• **Task statement**
Each record that follows should be reproduced in full, character for character.

• **The data**
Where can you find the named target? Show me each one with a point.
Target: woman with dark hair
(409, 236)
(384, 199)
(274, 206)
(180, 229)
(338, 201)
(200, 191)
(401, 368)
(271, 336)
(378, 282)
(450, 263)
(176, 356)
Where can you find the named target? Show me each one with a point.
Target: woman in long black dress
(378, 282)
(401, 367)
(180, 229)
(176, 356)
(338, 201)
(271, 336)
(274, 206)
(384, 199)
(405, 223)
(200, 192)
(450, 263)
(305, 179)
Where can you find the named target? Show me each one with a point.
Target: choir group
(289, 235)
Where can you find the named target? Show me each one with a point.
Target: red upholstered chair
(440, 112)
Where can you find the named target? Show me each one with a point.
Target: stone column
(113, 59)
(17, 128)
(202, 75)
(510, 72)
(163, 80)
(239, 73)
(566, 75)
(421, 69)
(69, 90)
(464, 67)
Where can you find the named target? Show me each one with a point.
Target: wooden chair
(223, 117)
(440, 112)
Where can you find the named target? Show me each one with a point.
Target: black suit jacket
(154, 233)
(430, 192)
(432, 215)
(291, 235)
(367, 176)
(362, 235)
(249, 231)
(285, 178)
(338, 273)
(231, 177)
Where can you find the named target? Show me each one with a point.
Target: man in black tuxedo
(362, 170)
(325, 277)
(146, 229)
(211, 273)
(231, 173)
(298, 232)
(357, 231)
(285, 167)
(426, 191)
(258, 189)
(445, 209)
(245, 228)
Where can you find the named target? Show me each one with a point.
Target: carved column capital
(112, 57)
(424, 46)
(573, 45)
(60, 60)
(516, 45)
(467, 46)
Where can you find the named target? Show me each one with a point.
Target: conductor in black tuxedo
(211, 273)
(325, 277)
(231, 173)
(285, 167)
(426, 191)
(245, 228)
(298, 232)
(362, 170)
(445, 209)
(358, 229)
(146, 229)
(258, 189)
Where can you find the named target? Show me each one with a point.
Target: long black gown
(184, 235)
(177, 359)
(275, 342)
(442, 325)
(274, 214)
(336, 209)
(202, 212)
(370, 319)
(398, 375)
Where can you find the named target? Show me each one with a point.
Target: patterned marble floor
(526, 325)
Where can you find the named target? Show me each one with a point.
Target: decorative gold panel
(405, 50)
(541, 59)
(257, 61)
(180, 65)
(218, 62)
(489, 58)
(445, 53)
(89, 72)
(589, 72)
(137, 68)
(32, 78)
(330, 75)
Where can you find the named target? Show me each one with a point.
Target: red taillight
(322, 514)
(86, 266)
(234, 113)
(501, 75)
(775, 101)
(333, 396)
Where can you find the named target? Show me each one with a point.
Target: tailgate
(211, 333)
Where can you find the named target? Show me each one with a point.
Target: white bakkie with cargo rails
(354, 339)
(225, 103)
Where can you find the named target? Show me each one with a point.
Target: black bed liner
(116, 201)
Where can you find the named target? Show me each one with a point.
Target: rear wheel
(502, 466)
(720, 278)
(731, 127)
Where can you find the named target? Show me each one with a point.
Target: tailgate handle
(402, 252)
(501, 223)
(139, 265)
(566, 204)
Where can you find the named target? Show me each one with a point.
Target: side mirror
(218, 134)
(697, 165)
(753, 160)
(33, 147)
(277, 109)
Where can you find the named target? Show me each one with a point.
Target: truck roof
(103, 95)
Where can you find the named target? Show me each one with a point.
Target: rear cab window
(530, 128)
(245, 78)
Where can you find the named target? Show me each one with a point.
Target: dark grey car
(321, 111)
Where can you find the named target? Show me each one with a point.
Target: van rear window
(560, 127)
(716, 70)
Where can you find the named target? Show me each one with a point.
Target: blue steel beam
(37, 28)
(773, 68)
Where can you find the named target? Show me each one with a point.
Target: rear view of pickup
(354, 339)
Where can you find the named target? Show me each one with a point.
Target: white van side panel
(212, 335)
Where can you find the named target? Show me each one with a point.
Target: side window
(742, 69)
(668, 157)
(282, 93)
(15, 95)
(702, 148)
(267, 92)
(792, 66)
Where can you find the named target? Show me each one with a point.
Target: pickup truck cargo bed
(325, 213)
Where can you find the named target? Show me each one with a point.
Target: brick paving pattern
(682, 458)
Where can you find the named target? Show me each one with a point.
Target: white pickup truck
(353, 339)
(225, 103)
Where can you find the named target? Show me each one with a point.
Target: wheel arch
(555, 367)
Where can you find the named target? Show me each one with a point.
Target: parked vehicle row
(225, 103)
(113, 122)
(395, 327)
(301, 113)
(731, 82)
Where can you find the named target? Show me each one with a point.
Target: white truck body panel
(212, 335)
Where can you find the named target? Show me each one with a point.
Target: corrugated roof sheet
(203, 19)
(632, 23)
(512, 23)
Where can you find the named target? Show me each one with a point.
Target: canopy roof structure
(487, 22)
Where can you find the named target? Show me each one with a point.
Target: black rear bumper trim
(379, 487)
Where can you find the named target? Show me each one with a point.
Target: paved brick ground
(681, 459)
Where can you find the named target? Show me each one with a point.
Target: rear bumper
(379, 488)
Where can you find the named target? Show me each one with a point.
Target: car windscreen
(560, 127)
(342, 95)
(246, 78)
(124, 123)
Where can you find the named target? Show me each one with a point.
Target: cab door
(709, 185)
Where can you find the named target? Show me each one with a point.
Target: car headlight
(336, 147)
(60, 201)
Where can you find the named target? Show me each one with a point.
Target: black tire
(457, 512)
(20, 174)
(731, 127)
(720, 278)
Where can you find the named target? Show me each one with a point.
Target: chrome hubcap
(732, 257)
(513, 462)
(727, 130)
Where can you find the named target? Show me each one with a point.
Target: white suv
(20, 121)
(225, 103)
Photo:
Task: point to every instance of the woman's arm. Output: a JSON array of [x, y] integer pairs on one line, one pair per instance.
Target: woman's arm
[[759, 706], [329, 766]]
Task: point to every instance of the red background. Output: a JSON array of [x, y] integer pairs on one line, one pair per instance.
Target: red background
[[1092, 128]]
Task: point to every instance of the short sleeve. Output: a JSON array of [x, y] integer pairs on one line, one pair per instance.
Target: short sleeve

• **Answer space**
Where can you find the named target? Show me each one with a point.
Target: woman with dark hair
(409, 236)
(384, 199)
(274, 206)
(180, 229)
(338, 201)
(200, 191)
(401, 368)
(271, 336)
(378, 282)
(450, 263)
(176, 356)
Where can you find the named target? Show me each one with a point.
Target: woman in long black dress
(378, 282)
(401, 367)
(180, 229)
(176, 356)
(338, 201)
(271, 336)
(274, 206)
(384, 199)
(405, 223)
(200, 192)
(450, 263)
(305, 179)
Where can you find the named target? Show me each one with a point.
Target: choir group
(289, 235)
Where can you find the named target? Show me each one with a point.
Target: red upholstered chair
(440, 112)
Where can you find the named target? Show me each one with a point.
Target: stone column
(113, 59)
(17, 128)
(202, 75)
(510, 72)
(163, 80)
(239, 73)
(566, 75)
(421, 69)
(69, 90)
(464, 67)
Where can you find the named target? Show me each one with a point.
Target: wooden chair
(223, 117)
(440, 112)
Where can you find the named target? Show me each one with a point.
Target: black suit jacket
(154, 233)
(430, 192)
(432, 215)
(291, 235)
(367, 176)
(362, 235)
(249, 231)
(285, 178)
(338, 273)
(231, 177)
Where can you find the named target? Show me each one with a point.
Target: man in black tuxedo
(362, 170)
(325, 277)
(146, 229)
(211, 273)
(231, 173)
(298, 232)
(357, 231)
(285, 167)
(426, 191)
(258, 189)
(445, 209)
(245, 228)
Where can you find the named target? Show me each one with a point.
Target: carved column capital
(112, 57)
(424, 46)
(573, 45)
(60, 60)
(516, 45)
(467, 46)
Where can you find the named target? Show me each one with a point.
Target: conductor in black tuxedo
(211, 273)
(325, 277)
(231, 173)
(285, 167)
(426, 191)
(245, 228)
(298, 232)
(362, 170)
(445, 209)
(358, 229)
(146, 229)
(258, 189)
Where can you find the named target? Show me each one with a point.
Target: long black gown
(184, 235)
(177, 359)
(275, 342)
(442, 325)
(274, 214)
(336, 209)
(202, 212)
(370, 319)
(398, 375)
Where can you find the named target? Show me each one with a point.
Target: patterned marble floor
(526, 325)
Where can you find the named target? Show me each one with a point.
Target: decorative gold panel
(405, 50)
(541, 59)
(257, 61)
(180, 65)
(218, 62)
(489, 58)
(445, 53)
(89, 72)
(589, 72)
(137, 68)
(32, 78)
(330, 75)
Where can you find the named target? Show me each one with a point.
Target: red taillight
(322, 514)
(86, 266)
(234, 113)
(501, 75)
(775, 101)
(333, 396)
Where can you find the named target? Show me each one with a point.
Target: tailgate
(211, 333)
Where can you find the named target? Show me each one with a point.
Target: white bakkie with cargo rails
(354, 339)
(225, 103)
Where can you find the named target? Show me each one with a point.
Target: black bed liner
(116, 201)
Where can you find the named target? Show me each one with a point.
Target: rear wheel
(502, 466)
(720, 278)
(731, 127)
Where can you find the named target? Show me each one with a point.
Target: tailgate handle
(402, 252)
(501, 223)
(139, 265)
(566, 204)
Where can you find the named target? Show me each one with a point.
Target: side mirror
(218, 134)
(697, 165)
(753, 160)
(33, 147)
(277, 109)
Where can you find the named target? Show me each one with a point.
Target: truck roof
(103, 95)
Where can you find the named target? Show me each one with a point.
Target: rear cab window
(530, 128)
(245, 78)
Where can you find the named target? Show me each one with a point.
Target: dark grey car
(321, 111)
Where can you find the named target? Show me each one with a point.
Target: van rear window
(560, 127)
(716, 70)
Where can you find the named target? Show me each one with a point.
Target: blue steel beam
(37, 28)
(773, 68)
Where can you find the named target? Show me each one with a point.
Target: rear view of pickup
(354, 339)
Where can you find the named target? Show me each one with a point.
Target: white van side panel
(212, 335)
Where can you find the named target? Show me each one with a point.
Target: side window
(742, 69)
(668, 157)
(282, 93)
(15, 95)
(702, 148)
(267, 92)
(792, 66)
Where can you find the named target? Show me each one with a point.
Target: pickup truck cargo bed
(325, 213)
Where can you find the named target? Show me each one with a point.
Target: brick paving pattern
(682, 458)
Where can you find the named target? Show me each one with a point.
Target: white pickup truck
(353, 339)
(225, 103)
Where can you find the named target? Show me each one with a point.
Target: wheel arch
(555, 367)
Where can you find the named target? Show me each one with a point.
Target: parked vehicle row
(225, 103)
(113, 122)
(395, 327)
(301, 113)
(731, 82)
Where can you find the named target? Show me each one with a point.
Target: white truck body panel
(212, 335)
Where can you find the named target? Show me each one with a point.
Target: corrugated roof sheet
(203, 19)
(632, 23)
(512, 23)
Where can you find the named target? Show me each one with a point.
Target: canopy roof structure
(487, 22)
Where can you find the named target? Show me each one with a point.
Target: black rear bumper trim
(379, 487)
Where can you find the named target? Show me each one with a point.
Target: paved brick ground
(681, 459)
Where can you find the named target? Show me each one with a point.
Target: rear bumper
(379, 488)
Where can you find the named target? Show me each one with a point.
Target: car windscreen
(560, 127)
(342, 95)
(246, 78)
(124, 123)
Where can you find the named target? Show me each one with a point.
Target: cab door
(709, 185)
Where can you find the named target? Show me each one with a point.
Target: car headlight
(336, 147)
(60, 201)
Where can you find the named target? Show me each one with a point.
Target: black tire
(457, 512)
(20, 174)
(731, 127)
(720, 278)
Where can you find the named target? Show me each one with a point.
Target: chrome hubcap
(732, 257)
(513, 462)
(727, 130)
Where can you find the named target? Show me each one with a point.
Target: white suv
(20, 121)
(225, 103)
Photo:
Task: point to every instance of the woman's arm. Output: a JSON array of [x, y] integer pairs on one line, one pair per instance.
Target: woman's arm
[[759, 706], [329, 766]]
Task: point to every instance of the red background. Output: a JSON array of [x, y] integer pairs on one line, one pair per instance.
Target: red background
[[1092, 128]]
Task: point to every instance of the short sleeve. Output: a JSON array of [x, y] integer pairs on one line, one pair per instance.
Target: short sleeve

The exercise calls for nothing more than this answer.